*** Block opens ***

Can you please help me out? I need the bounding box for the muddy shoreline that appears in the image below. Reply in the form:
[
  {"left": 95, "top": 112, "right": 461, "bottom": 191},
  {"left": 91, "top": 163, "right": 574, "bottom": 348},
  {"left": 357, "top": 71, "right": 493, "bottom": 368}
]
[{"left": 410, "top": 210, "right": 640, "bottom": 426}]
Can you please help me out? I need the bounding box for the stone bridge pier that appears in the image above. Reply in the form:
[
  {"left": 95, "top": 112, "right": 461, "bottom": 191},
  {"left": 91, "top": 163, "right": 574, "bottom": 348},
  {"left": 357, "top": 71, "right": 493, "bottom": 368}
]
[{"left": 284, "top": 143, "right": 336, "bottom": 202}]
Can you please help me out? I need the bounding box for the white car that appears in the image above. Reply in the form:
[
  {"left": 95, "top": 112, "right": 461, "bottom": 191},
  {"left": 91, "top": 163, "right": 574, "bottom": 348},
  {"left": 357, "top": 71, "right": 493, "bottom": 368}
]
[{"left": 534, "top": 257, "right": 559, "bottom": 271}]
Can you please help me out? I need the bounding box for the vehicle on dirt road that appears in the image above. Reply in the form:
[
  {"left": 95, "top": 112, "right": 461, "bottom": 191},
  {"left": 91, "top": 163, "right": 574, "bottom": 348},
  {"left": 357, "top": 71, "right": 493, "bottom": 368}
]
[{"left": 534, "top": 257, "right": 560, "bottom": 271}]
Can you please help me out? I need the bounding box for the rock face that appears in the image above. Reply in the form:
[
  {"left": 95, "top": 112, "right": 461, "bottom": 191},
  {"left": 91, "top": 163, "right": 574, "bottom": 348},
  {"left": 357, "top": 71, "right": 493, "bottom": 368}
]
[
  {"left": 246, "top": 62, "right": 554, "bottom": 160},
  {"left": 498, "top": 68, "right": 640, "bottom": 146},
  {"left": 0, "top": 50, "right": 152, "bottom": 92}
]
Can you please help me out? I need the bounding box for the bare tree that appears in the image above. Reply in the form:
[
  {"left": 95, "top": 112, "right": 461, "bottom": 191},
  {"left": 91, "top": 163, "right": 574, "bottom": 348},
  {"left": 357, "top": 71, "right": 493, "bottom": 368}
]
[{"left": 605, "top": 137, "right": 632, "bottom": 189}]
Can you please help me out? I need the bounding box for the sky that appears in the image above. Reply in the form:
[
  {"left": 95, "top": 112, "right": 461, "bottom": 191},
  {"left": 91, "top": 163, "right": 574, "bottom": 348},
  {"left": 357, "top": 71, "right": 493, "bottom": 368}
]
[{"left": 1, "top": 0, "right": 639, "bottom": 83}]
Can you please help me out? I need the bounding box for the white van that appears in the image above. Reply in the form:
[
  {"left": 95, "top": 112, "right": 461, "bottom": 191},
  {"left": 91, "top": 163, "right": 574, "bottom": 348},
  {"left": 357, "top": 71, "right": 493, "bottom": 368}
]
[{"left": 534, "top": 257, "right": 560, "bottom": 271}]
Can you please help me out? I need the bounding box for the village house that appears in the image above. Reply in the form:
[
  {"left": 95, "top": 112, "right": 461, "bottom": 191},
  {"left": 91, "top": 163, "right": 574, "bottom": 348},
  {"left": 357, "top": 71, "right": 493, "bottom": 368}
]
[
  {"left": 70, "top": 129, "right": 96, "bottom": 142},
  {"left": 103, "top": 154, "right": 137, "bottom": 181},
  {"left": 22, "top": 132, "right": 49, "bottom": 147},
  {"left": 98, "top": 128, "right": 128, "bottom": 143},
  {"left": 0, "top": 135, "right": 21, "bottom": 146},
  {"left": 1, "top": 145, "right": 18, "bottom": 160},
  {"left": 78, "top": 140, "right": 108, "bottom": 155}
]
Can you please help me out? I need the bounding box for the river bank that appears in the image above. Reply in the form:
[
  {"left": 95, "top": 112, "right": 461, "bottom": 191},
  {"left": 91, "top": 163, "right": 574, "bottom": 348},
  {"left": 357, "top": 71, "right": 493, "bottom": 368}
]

*** Block closes ***

Task: What is needed is the number of lines in the data that contain "form", given with nothing else.

Written solution: 10